TASK STATEMENT
What lines in the records below hold the string "photo"? Please show them.

ENTRIES SUPPLIED
# # # # # # #

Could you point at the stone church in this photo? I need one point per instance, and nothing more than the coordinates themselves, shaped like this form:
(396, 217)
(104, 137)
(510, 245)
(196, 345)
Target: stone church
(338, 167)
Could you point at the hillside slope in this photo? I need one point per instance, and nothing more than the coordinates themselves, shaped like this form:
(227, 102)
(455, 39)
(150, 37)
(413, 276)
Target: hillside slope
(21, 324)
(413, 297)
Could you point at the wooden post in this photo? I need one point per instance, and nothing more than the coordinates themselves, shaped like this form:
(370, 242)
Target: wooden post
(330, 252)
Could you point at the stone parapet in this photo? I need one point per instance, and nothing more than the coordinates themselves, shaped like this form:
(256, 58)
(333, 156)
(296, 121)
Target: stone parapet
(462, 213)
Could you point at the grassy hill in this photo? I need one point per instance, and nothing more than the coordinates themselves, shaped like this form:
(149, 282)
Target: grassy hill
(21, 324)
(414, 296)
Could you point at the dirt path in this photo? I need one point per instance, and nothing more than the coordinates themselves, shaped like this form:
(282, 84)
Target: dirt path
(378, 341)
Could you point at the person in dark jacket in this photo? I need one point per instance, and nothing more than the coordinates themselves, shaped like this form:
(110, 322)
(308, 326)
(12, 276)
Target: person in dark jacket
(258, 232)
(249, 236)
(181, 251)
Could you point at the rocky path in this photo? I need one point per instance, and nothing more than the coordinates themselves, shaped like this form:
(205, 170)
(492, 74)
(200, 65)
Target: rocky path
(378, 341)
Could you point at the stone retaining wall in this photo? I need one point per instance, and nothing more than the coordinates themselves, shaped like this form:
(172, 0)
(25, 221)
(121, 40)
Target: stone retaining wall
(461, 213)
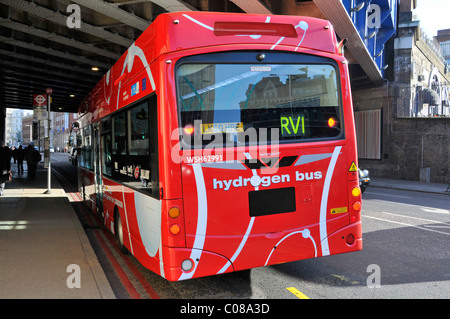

# # # # # # #

WRITTEN RESPONSE
Could you point at the stone church in this photo? I need one point per instance, and nothing more than the coordinates themselves, shaped like this form:
Could you point at the hillside slope in this photo? I need one point per instance, and nothing more than the coordinates themselves, shaped like this form:
Could you point at the wooden post in this photo? I need one point per instance, and nothing more than the coordinates themselves, shaped like this form:
Could you point at the stone parapet in this photo? I need one point per instance, and nothing more than the coordinates themselves, shaped like this form:
Could you point at the grassy hill in this photo? I need one point per instance, and nothing more than the coordinates themselves, shaped like this form:
Could you point at the dirt path in this photo? I need one point per instance, and nothing more than the coordinates themselves, shaped like this form:
Could you point at the person in dark jacket in this photo? I need one point per instance, and nothing more than the coordinates themselves, shaped like this form:
Could you point at the rocky path in this photo? I need one point per instance, and nothing more than the coordinates themselves, shaped like this form:
Could you point at the stone retaining wall in this photo? I need one point per instance, and nothing more than the coordinates themselves, shaped like this form:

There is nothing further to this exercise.